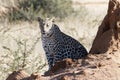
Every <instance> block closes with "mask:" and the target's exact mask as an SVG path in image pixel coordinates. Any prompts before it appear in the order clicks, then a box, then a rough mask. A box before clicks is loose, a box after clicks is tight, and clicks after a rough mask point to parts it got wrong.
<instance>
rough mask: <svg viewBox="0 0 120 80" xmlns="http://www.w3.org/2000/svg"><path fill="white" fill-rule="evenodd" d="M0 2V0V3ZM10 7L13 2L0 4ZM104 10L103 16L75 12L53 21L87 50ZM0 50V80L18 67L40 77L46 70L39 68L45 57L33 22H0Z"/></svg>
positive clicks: (60, 28) (104, 12) (101, 11)
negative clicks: (33, 71)
mask: <svg viewBox="0 0 120 80" xmlns="http://www.w3.org/2000/svg"><path fill="white" fill-rule="evenodd" d="M2 1H3V0H0V2H2ZM6 2H8V3H10V4H8V3H6ZM14 4H15V3H14V0H9V1H7V0H4V1H3V4H0V5H9V6H10V5H12V6H14ZM87 9H91V8H87ZM101 9H102V8H101ZM105 11H106V8H104V10H103V11H101V13H104V14H102V15H100V14H97V13H98V12H97V11H96V12H94V13H93V12H92V11H89V12H87V15H84V13H83V12H81V11H79V12H78V13H77V14H76V15H74V16H72V15H71V16H69V17H67V18H65V19H64V20H63V21H61V22H58V21H56V23H57V24H58V25H59V27H60V29H61V30H62V31H63V32H64V33H66V34H68V35H70V36H72V37H74V38H75V39H77V40H79V41H80V42H81V43H82V44H83V45H84V46H85V47H86V48H87V50H88V51H89V49H90V47H91V45H92V41H93V39H94V37H95V34H96V32H97V28H98V26H99V24H100V23H101V20H102V19H103V16H104V15H105ZM0 50H1V51H0V75H1V77H0V80H4V79H6V76H7V75H8V74H9V73H11V72H12V71H14V70H18V69H21V68H24V69H25V70H26V71H27V72H28V73H32V72H33V71H38V72H40V73H41V74H42V73H43V72H44V71H45V70H47V67H44V68H42V67H43V65H44V64H45V62H46V58H45V54H44V51H43V48H42V45H41V40H40V30H39V27H38V23H37V22H36V21H33V22H32V23H30V22H23V21H21V22H16V23H9V22H8V21H7V20H6V21H5V20H1V22H0ZM25 55H26V56H25ZM23 57H24V59H25V64H27V65H23V66H24V67H23V66H20V64H22V63H23V61H24V59H23Z"/></svg>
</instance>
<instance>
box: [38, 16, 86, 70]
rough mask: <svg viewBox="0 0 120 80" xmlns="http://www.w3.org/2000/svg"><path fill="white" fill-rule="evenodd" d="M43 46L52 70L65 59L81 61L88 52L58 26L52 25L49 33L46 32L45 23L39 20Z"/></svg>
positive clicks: (53, 24)
mask: <svg viewBox="0 0 120 80" xmlns="http://www.w3.org/2000/svg"><path fill="white" fill-rule="evenodd" d="M38 21H39V24H40V29H41V37H42V38H41V39H42V45H43V48H44V50H45V53H46V56H47V60H48V64H49V67H50V68H51V67H52V66H53V65H54V63H55V62H57V61H60V60H63V59H65V58H71V59H75V60H76V59H80V58H84V57H86V56H87V54H88V52H87V50H86V49H85V48H84V47H83V46H82V45H81V44H80V43H79V42H78V41H77V40H75V39H74V38H72V37H70V36H68V35H66V34H65V33H63V32H61V30H60V29H59V27H58V26H57V25H56V24H54V23H53V24H52V25H51V26H50V27H51V28H50V29H49V31H48V32H46V31H44V28H45V25H47V23H45V22H44V21H43V20H42V19H41V18H38Z"/></svg>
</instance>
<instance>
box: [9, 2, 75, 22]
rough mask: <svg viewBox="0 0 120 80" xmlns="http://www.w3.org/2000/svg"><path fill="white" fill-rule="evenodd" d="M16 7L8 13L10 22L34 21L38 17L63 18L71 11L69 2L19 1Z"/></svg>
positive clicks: (71, 9) (68, 13)
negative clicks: (55, 17)
mask: <svg viewBox="0 0 120 80" xmlns="http://www.w3.org/2000/svg"><path fill="white" fill-rule="evenodd" d="M17 7H18V9H16V8H13V9H12V10H10V12H9V13H8V18H9V20H10V21H15V20H34V19H36V17H38V16H42V17H53V16H54V17H57V18H64V17H66V16H68V15H69V14H71V12H72V11H73V8H72V1H70V0H69V1H68V0H19V1H18V6H17Z"/></svg>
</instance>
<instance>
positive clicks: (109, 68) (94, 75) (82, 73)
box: [42, 54, 120, 80]
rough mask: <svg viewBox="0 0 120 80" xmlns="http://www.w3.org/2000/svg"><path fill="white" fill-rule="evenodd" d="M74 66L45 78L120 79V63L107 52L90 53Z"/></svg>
mask: <svg viewBox="0 0 120 80" xmlns="http://www.w3.org/2000/svg"><path fill="white" fill-rule="evenodd" d="M78 62H79V63H78V64H77V65H75V66H73V67H70V68H66V69H60V70H59V71H57V72H56V73H55V75H51V76H50V77H42V79H44V80H120V76H119V75H120V64H117V63H116V62H114V61H113V59H112V58H110V57H108V56H107V54H99V55H89V58H87V59H85V60H82V61H81V60H79V61H78Z"/></svg>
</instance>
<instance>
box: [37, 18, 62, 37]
mask: <svg viewBox="0 0 120 80" xmlns="http://www.w3.org/2000/svg"><path fill="white" fill-rule="evenodd" d="M38 22H39V27H40V30H41V34H42V35H46V36H48V37H49V36H51V35H52V34H53V33H58V32H60V29H59V27H58V26H57V25H56V24H55V23H54V18H52V19H49V18H46V19H45V20H43V19H42V18H40V17H38Z"/></svg>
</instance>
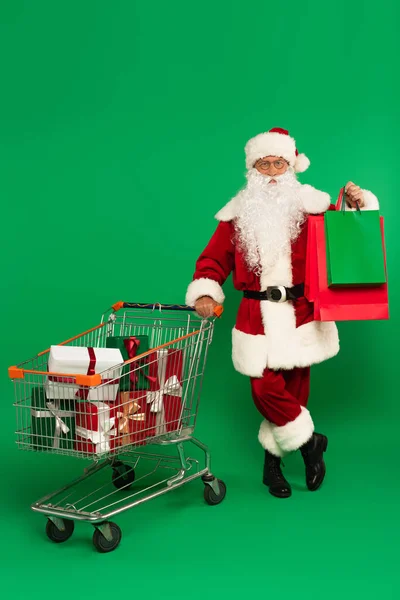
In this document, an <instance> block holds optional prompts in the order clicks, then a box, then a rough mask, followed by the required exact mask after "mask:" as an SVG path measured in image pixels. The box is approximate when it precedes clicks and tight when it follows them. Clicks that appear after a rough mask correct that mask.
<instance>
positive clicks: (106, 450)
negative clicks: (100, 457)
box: [75, 402, 116, 455]
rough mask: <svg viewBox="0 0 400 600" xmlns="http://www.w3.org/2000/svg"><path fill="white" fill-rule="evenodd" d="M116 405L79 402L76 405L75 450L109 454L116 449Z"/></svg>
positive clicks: (87, 451)
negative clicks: (114, 444) (114, 437)
mask: <svg viewBox="0 0 400 600" xmlns="http://www.w3.org/2000/svg"><path fill="white" fill-rule="evenodd" d="M115 413H116V403H106V402H79V403H77V405H76V426H75V450H77V451H78V452H83V453H85V454H97V455H101V454H108V453H109V452H111V451H112V450H113V448H114V437H115V433H116V430H115Z"/></svg>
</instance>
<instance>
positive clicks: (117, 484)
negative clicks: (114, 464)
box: [112, 463, 135, 490]
mask: <svg viewBox="0 0 400 600" xmlns="http://www.w3.org/2000/svg"><path fill="white" fill-rule="evenodd" d="M134 481H135V471H134V469H133V468H132V467H130V466H129V465H124V463H121V464H120V465H118V467H116V468H115V469H114V470H113V474H112V482H113V484H114V485H115V487H116V488H118V489H119V490H120V489H122V488H123V489H124V490H129V488H130V487H131V485H132V483H133V482H134Z"/></svg>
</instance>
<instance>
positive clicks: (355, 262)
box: [324, 188, 386, 287]
mask: <svg viewBox="0 0 400 600" xmlns="http://www.w3.org/2000/svg"><path fill="white" fill-rule="evenodd" d="M345 209H346V202H345V199H344V188H342V190H341V192H340V195H339V199H338V202H337V204H336V210H334V211H328V212H327V213H326V214H325V218H324V222H325V237H326V260H327V271H328V286H329V287H338V286H339V287H342V286H346V287H350V286H360V285H362V286H366V285H368V286H371V285H381V284H383V283H385V282H386V272H385V262H384V254H383V243H382V234H381V227H380V215H379V211H377V210H363V211H361V210H358V211H349V210H345Z"/></svg>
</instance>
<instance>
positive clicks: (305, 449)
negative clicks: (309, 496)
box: [300, 433, 328, 492]
mask: <svg viewBox="0 0 400 600" xmlns="http://www.w3.org/2000/svg"><path fill="white" fill-rule="evenodd" d="M327 447H328V438H327V437H326V436H325V435H322V434H321V433H313V435H312V437H311V439H310V440H309V441H308V442H306V443H305V444H304V445H303V446H301V448H300V452H301V454H302V456H303V460H304V464H305V466H306V483H307V487H308V489H309V490H310V491H311V492H315V490H317V489H318V488H319V487H320V486H321V484H322V482H323V480H324V477H325V472H326V467H325V463H324V452H325V451H326V449H327Z"/></svg>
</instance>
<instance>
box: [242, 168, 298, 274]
mask: <svg viewBox="0 0 400 600" xmlns="http://www.w3.org/2000/svg"><path fill="white" fill-rule="evenodd" d="M271 179H274V180H275V181H276V182H277V183H276V184H270V183H269V182H270V180H271ZM299 190H300V183H299V182H298V181H297V178H296V176H295V174H294V172H293V170H292V169H288V170H287V171H286V173H284V174H283V175H280V176H279V177H268V176H266V175H261V173H259V172H258V171H257V170H256V169H251V170H250V171H249V172H248V173H247V185H246V187H245V188H244V189H243V190H241V191H240V192H239V194H238V195H237V199H238V212H237V220H236V233H237V242H238V243H239V245H240V247H241V249H242V251H243V253H244V256H245V259H246V262H247V265H248V267H249V268H250V270H252V271H254V272H255V273H256V274H257V275H261V272H262V270H263V269H264V270H269V269H270V268H271V267H272V266H274V264H275V263H276V261H277V260H278V258H279V256H280V255H281V254H282V253H284V252H287V251H288V249H289V247H290V244H291V243H292V242H293V241H294V240H296V238H297V237H298V235H299V233H300V231H301V225H302V224H303V222H304V210H303V208H302V204H301V201H300V197H299Z"/></svg>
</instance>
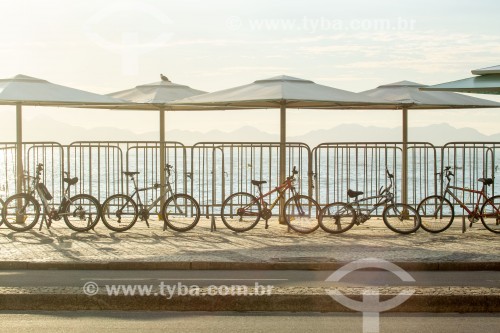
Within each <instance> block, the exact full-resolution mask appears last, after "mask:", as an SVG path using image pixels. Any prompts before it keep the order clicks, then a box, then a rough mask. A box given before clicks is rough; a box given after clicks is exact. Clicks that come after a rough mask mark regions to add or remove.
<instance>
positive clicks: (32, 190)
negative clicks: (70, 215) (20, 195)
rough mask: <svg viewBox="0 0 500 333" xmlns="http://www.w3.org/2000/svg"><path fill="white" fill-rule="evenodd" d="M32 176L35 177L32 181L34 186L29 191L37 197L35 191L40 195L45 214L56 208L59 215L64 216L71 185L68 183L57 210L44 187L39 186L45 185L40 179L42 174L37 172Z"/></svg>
mask: <svg viewBox="0 0 500 333" xmlns="http://www.w3.org/2000/svg"><path fill="white" fill-rule="evenodd" d="M30 178H33V182H32V187H31V188H30V189H29V191H28V193H29V194H30V195H31V196H33V197H35V193H36V194H37V195H38V197H39V198H40V201H41V202H42V206H43V209H44V216H45V214H46V213H47V212H51V211H53V210H55V211H56V212H57V216H58V217H61V216H63V215H64V214H63V207H64V206H65V205H66V203H67V202H68V201H69V193H68V192H69V188H70V187H71V185H69V184H68V186H67V187H66V189H65V190H64V193H63V198H62V200H61V204H60V205H59V207H58V209H57V210H56V209H55V204H51V203H50V201H52V199H51V200H48V199H47V198H46V197H45V195H44V193H43V191H42V189H41V188H40V187H39V186H38V185H43V186H45V184H44V183H43V182H41V179H40V175H39V174H37V175H36V176H35V177H30Z"/></svg>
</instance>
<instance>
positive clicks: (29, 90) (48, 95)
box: [0, 75, 122, 191]
mask: <svg viewBox="0 0 500 333" xmlns="http://www.w3.org/2000/svg"><path fill="white" fill-rule="evenodd" d="M121 103H122V101H120V100H117V99H115V98H112V97H109V96H103V95H98V94H94V93H91V92H87V91H83V90H79V89H74V88H69V87H65V86H61V85H58V84H54V83H50V82H49V81H46V80H41V79H37V78H34V77H30V76H26V75H16V76H15V77H13V78H8V79H0V104H3V105H16V122H17V130H16V141H17V153H16V155H17V182H16V184H17V185H16V186H17V191H20V189H21V186H22V177H23V165H22V106H23V105H43V106H74V107H77V106H85V107H88V106H95V107H97V106H104V105H107V106H111V105H118V104H121Z"/></svg>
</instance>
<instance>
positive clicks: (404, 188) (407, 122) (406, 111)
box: [402, 108, 408, 204]
mask: <svg viewBox="0 0 500 333" xmlns="http://www.w3.org/2000/svg"><path fill="white" fill-rule="evenodd" d="M402 195H403V197H402V199H403V204H408V109H407V108H404V109H403V188H402Z"/></svg>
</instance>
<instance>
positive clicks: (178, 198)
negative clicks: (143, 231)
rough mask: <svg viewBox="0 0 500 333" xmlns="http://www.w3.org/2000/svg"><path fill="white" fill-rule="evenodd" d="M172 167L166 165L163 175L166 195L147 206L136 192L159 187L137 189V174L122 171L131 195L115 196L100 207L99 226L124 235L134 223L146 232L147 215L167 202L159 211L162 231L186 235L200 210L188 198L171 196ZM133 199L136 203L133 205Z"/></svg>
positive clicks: (158, 197)
mask: <svg viewBox="0 0 500 333" xmlns="http://www.w3.org/2000/svg"><path fill="white" fill-rule="evenodd" d="M172 170H173V166H171V165H170V164H167V165H166V167H165V172H166V173H167V183H166V184H165V185H164V187H165V188H166V191H165V193H164V194H163V195H160V196H159V197H158V198H157V199H156V200H154V201H153V202H152V203H151V204H150V205H149V206H145V205H144V204H143V203H142V200H141V197H140V195H139V193H140V192H144V191H148V190H152V189H158V188H161V187H162V186H161V185H160V184H154V185H153V186H150V187H146V188H141V189H140V188H139V187H138V184H137V180H136V179H135V176H136V175H138V174H139V172H137V171H133V172H130V171H124V172H123V174H124V175H125V176H127V177H130V180H131V181H132V183H133V184H134V192H133V193H132V194H131V195H130V196H128V195H126V194H115V195H112V196H110V197H109V198H107V199H106V201H104V203H103V205H102V206H103V209H102V222H103V223H104V224H105V225H106V227H108V228H109V229H110V230H113V231H117V232H121V231H126V230H128V229H130V228H132V227H133V226H134V224H135V223H136V221H137V219H138V218H140V219H141V221H145V222H146V225H147V226H148V228H149V222H148V219H149V217H150V215H151V213H150V212H151V210H152V209H153V208H155V207H156V205H157V204H158V203H159V202H160V201H161V200H162V199H164V198H168V199H167V200H166V201H165V203H164V204H163V206H162V208H161V210H160V216H161V218H162V219H163V222H164V226H163V230H166V228H167V226H169V227H170V228H171V229H172V230H175V231H180V232H182V231H188V230H191V229H193V228H194V227H195V226H196V224H197V223H198V221H199V220H200V215H201V214H200V206H199V205H198V202H197V201H196V200H195V199H194V198H193V197H192V196H190V195H188V194H174V192H173V190H172V186H171V185H170V181H169V178H170V176H171V171H172ZM134 197H137V202H138V203H139V205H137V203H136V202H135V201H134V199H133V198H134Z"/></svg>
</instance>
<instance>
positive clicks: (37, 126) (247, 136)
mask: <svg viewBox="0 0 500 333" xmlns="http://www.w3.org/2000/svg"><path fill="white" fill-rule="evenodd" d="M23 136H24V140H25V141H56V142H60V143H63V144H66V143H70V142H73V141H91V140H92V141H114V140H117V141H119V140H120V141H134V140H152V141H157V140H158V132H147V133H140V134H138V133H135V132H133V131H131V130H127V129H118V128H112V127H96V128H92V129H85V128H82V127H79V126H74V125H68V124H66V123H62V122H58V121H56V120H54V119H50V118H35V119H33V120H26V121H25V122H24V124H23ZM166 136H167V141H179V142H182V143H184V144H186V145H191V144H194V143H196V142H203V141H204V142H208V141H215V142H218V141H231V142H241V141H244V142H277V141H279V135H278V134H271V133H266V132H263V131H261V130H259V129H256V128H254V127H250V126H243V127H241V128H239V129H236V130H234V131H231V132H222V131H219V130H213V131H209V132H206V133H201V132H194V131H184V130H169V131H168V132H167V133H166ZM14 138H15V129H14V128H10V127H9V128H7V129H4V130H2V131H0V141H13V140H14ZM287 140H288V141H289V142H304V143H307V144H308V145H310V146H315V145H317V144H319V143H323V142H364V141H369V142H373V141H378V142H382V141H401V127H396V128H384V127H375V126H361V125H356V124H343V125H339V126H336V127H333V128H331V129H322V130H314V131H311V132H308V133H307V134H304V135H300V136H288V137H287ZM409 140H410V141H417V142H430V143H433V144H435V145H441V144H443V143H446V142H451V141H495V142H500V133H497V134H494V135H485V134H482V133H480V132H478V131H477V130H475V129H472V128H454V127H452V126H450V125H448V124H437V125H429V126H424V127H410V128H409Z"/></svg>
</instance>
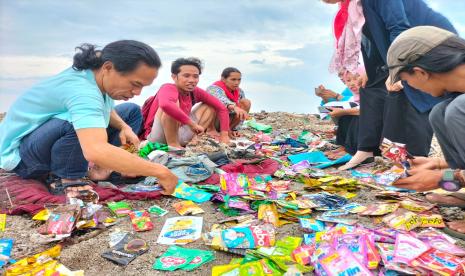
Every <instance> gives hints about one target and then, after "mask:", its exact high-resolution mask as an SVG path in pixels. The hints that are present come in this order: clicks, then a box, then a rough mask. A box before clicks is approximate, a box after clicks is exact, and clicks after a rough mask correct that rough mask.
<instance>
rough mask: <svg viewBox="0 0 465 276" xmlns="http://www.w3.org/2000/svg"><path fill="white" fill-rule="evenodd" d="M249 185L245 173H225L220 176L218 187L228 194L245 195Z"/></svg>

—————

Find each line in the items above that contains the word "this", matching its case, and copy those lines.

Exercise solution -
In this document, an <instance> block holds optional prompts in the order clicks, then a box, then a rough mask, followed by the required exact mask after "mask:" as an SVG path measured in image pixels. The box is approximate when it precedes clicks and tight when it follows them. Clicks that appear after a rough mask correct that mask.
Every <instance> gives hints about one target and then, after "mask:", its exact high-resolution mask as an SVG path in pixels. The hints that are present come in this order: clicks, then a box, then a rough mask. A box before clicks is approximate, a box after clicks is exact, and clicks after a rough mask correct that rough mask.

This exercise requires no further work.